-- ÉNONCÉ --
Recopiez fidèlement le passage du récit qui commence par "Du 1er au 14" et s'achève sur "brillamment ce défi.".

╭─ TEXTE

Du 1er au 14 avril 2019
C’est le printemps! Les bourgeons s’ouvrent, les insectes bourdonnent, le soleil réchauffe la couenne. Les jours s’allongent et les tâches se bousculent dans l’agenda. Le calendrier est impitoyable, nous avons du pain sur la planche. Mais le hasard fait bien les choses: après le départ des beaux-parents, débarquèrent alors deux WWOOFeurs. Eux-même suivis par deux autres beaux-parents. Et les beaux-parents, c’est pas moche, car c’est utile. Il en faudrait plus. Mais ça nous faisait déjà pas mal de main d’œuvre, qu’il n’est pas si facile d’employer à bon escient. Vous verrez que nous relevâmes brillamment ce défi.
Un WWOOF de soulagement
Présentons nos valeureux WWOOFfeurs cyclistes, Delphine et Lambert, dont la traversée du continent américain à vélo depuis le mois de septembre 2017 méritait à ce point un blog qu’ils eurent justement cette idée: raconter leur périple. Habitués à soulager leur hôtes en échangeant la force de leurs bras contre gîte et couvert, ils allèrent aux champs comme les auvergnats vont au saucisson. Nous les embauchâmes au saut de la selle, pour ainsi dire, car le beau temps nous était compté avant la pluie annoncée. Nous installâmes des asperseurs à l’extérieur, nous épandîmes de nombreuses brouettes de fumier fraîchement livré à domicile à l’emplacement des futures plantations, notamment les pommes de terre. Enfin, on faucha l’engrais vert (à la faux), qu’on broya (à la tondeuse), qu’on incorpora (au motoculteur) et qu’on couvrit d’une toile hors-sol pré-percée pour la plantation des courges en mai. Le voisin Yves vint gentiment passer le girobroyeur dans les grandes largeurs un jardin, lequel commençait à ressembler à une friche. Ouf, il pouvait pleuvoir.

╰─
╭─ LIGNES PRÉSENTÉES

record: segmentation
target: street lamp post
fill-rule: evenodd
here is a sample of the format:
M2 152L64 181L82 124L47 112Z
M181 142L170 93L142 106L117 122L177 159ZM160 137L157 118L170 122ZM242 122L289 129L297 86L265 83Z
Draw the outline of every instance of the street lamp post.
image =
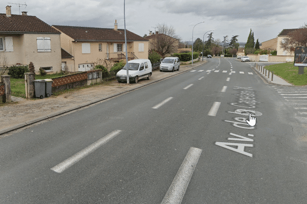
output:
M203 22L205 22L205 21L199 22L196 25L198 25L199 24L202 23ZM193 44L194 44L194 42L193 42L193 33L194 32L194 28L195 28L195 27L196 26L196 25L194 26L194 27L193 27L193 30L192 30L192 66L193 66Z
M126 17L125 16L125 0L124 0L124 24L125 25L125 46L126 47L126 64L127 66L126 68L127 69L127 84L129 84L129 67L128 66L128 55L127 51L127 36L126 35Z
M206 34L207 33L208 33L208 32L210 32L210 31L213 31L214 30L212 30L212 31L207 31L206 33L205 33L205 34L204 34L204 36L203 36L203 61L204 61L204 38L205 37L205 35L206 35Z

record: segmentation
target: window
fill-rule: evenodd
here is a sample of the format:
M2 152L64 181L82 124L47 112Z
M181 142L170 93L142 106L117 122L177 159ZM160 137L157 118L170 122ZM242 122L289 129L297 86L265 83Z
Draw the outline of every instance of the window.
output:
M51 52L50 38L38 37L36 38L38 52Z
M144 52L144 43L139 43L139 52Z
M91 54L91 44L90 44L90 43L82 43L82 54Z
M122 44L117 44L117 52L122 52Z
M47 72L52 71L52 67L45 67L40 68L41 68L42 69L45 69L45 70Z
M0 38L0 51L4 51L4 47L3 46L3 38Z

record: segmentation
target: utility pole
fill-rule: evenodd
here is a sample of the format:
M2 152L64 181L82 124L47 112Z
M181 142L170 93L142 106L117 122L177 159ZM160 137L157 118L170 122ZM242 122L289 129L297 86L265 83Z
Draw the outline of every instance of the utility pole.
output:
M25 4L16 4L16 3L8 3L8 4L17 5L18 6L19 6L19 15L20 15L20 6L26 6L26 7L27 7L27 4L26 4L26 2L25 2ZM26 8L26 7L25 7L25 8Z

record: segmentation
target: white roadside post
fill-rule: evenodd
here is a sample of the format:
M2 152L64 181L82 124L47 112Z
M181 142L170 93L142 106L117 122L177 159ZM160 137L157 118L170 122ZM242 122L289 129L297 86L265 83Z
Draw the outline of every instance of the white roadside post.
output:
M203 22L205 22L205 21L199 22L196 25L198 25L200 23L202 23ZM194 26L193 27L193 30L192 30L192 66L193 66L193 44L194 44L194 42L193 42L193 32L194 32L194 28L196 26L196 25Z
M125 16L125 0L124 0L124 24L125 26L125 46L126 49L126 64L127 68L127 84L129 84L129 67L128 67L128 53L127 49L127 36L126 35L126 17Z

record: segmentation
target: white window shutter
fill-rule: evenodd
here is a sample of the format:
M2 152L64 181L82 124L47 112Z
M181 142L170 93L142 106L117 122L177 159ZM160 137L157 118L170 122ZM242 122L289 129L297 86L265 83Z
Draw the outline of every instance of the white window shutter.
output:
M43 38L42 37L38 37L36 38L36 42L37 43L37 52L44 52Z
M139 43L139 52L144 52L144 43Z
M114 53L116 53L117 52L117 44L116 43L114 43L113 44L114 45Z
M51 44L50 38L46 37L43 41L43 46L45 52L51 52Z
M5 47L6 52L13 52L13 37L9 36L5 37Z
M91 44L90 43L82 43L82 54L89 54L91 53Z

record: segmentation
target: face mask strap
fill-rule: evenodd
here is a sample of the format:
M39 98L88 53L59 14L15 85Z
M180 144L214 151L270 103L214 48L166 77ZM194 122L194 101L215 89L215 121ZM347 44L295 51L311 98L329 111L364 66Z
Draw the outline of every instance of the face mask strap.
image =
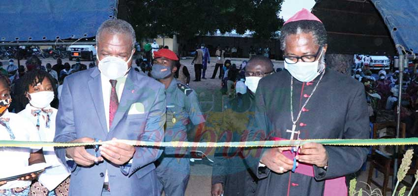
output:
M129 58L128 59L128 60L127 61L126 61L126 63L129 62L129 61L131 60L131 59L132 58L132 56L133 56L133 53L134 53L134 50L132 49L132 50L131 51L131 55L129 56ZM98 53L97 53L97 61L99 61L99 63L100 63L100 58L99 58L99 54Z

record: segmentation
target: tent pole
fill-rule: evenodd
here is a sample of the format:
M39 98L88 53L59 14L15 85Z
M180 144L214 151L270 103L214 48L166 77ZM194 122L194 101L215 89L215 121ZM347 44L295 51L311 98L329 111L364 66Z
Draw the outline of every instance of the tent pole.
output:
M399 129L401 125L401 105L402 102L402 81L403 81L403 68L405 64L408 64L408 56L405 56L403 54L399 54L399 78L398 80L399 83L399 90L398 96L398 105L396 107L396 137L399 137ZM398 173L398 156L399 153L399 147L397 146L395 147L394 152L393 155L395 157L394 163L393 165L393 176L392 178L392 188L394 188L395 183L396 183L397 179L396 175ZM396 191L396 190L392 190L392 191Z
M95 45L95 42L4 42L0 43L0 46L52 46L52 45Z

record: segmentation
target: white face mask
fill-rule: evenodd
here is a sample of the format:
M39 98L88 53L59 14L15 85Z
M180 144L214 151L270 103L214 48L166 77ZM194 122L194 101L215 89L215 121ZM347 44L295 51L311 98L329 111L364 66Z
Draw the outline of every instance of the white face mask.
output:
M128 71L128 62L132 57L133 50L127 61L115 56L107 56L102 60L99 59L99 70L100 73L110 79L116 79L122 77Z
M261 78L261 77L257 76L245 77L245 86L247 86L248 89L250 89L251 92L255 93L257 91L257 87L258 86L258 82Z
M322 55L322 51L318 57L320 59ZM312 62L303 62L301 60L297 63L289 64L284 62L284 68L289 72L293 77L302 82L308 82L312 81L319 75L318 71L319 60Z
M41 91L37 93L30 93L30 100L29 103L33 107L38 108L44 108L49 106L54 100L54 91Z

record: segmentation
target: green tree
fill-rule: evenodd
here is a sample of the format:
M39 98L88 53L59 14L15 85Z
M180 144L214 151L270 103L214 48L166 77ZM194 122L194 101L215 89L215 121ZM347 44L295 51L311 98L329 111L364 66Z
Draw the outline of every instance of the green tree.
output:
M121 15L126 18L122 19L132 24L140 38L174 34L191 38L219 29L240 34L249 30L256 37L268 39L283 25L278 17L283 1L127 0L119 12L124 14Z

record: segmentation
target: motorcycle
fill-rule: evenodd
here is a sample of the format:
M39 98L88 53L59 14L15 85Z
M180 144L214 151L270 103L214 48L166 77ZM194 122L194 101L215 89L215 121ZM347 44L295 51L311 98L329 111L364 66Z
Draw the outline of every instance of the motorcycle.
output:
M37 57L42 57L43 58L46 58L44 55L44 53L42 52L42 50L39 49L39 47L37 46L33 47L33 48L31 48L32 50L32 55L35 55Z

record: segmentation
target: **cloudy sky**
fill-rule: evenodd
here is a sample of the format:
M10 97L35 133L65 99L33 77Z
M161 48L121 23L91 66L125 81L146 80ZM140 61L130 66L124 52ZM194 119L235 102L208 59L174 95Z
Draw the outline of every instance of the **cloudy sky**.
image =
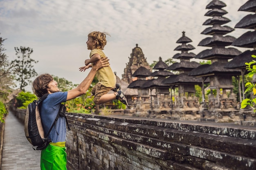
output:
M172 58L183 31L198 46L207 37L200 33L209 26L206 6L211 0L0 0L0 36L9 60L16 58L14 47L29 47L31 57L39 62L38 74L48 73L79 84L89 71L79 68L89 58L85 42L94 31L109 33L104 53L113 71L121 78L135 44L148 62ZM238 11L247 0L223 0L234 28L249 13ZM248 30L237 29L228 35L238 38ZM238 48L242 51L245 49ZM179 62L177 60L177 62ZM34 80L34 79L33 79Z

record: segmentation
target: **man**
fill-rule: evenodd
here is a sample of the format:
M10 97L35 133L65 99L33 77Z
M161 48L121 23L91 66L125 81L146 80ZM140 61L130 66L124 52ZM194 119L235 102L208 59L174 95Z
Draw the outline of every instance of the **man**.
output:
M107 57L104 58L95 63L83 81L76 88L68 91L60 91L58 83L48 73L42 74L36 78L32 86L34 93L39 97L49 94L43 102L40 110L42 123L45 133L54 123L61 104L86 93L96 71L102 67L109 66L108 60ZM66 132L65 119L64 117L60 117L48 136L51 139L49 144L41 152L41 170L67 170Z

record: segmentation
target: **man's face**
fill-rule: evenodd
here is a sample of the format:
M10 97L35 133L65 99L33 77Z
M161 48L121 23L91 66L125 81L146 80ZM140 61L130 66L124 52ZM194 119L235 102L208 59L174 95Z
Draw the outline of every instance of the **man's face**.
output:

╰─

-- CORRIGÉ --
Du 1er au 14 avril 2019
C’est le printemps! Les bourgeons s’ouvrent, les insectes bourdonnent, le soleil réchauffe la couenne. Les jours s’allongent et les tâches se bousculent dans l’agenda. Le calendrier est impitoyable, nous avons du pain sur la planche. Mais le hasard fait bien les choses: après le départ des beaux-parents, débarquèrent alors deux WWOOFeurs. Eux-même suivis par deux autres beaux-parents. Et les beaux-parents, c’est pas moche, car c’est utile. Il en faudrait plus. Mais ça nous faisait déjà pas mal de main d’œuvre, qu’il n’est pas si facile d’employer à bon escient. Vous verrez que nous relevâmes brillamment ce défi.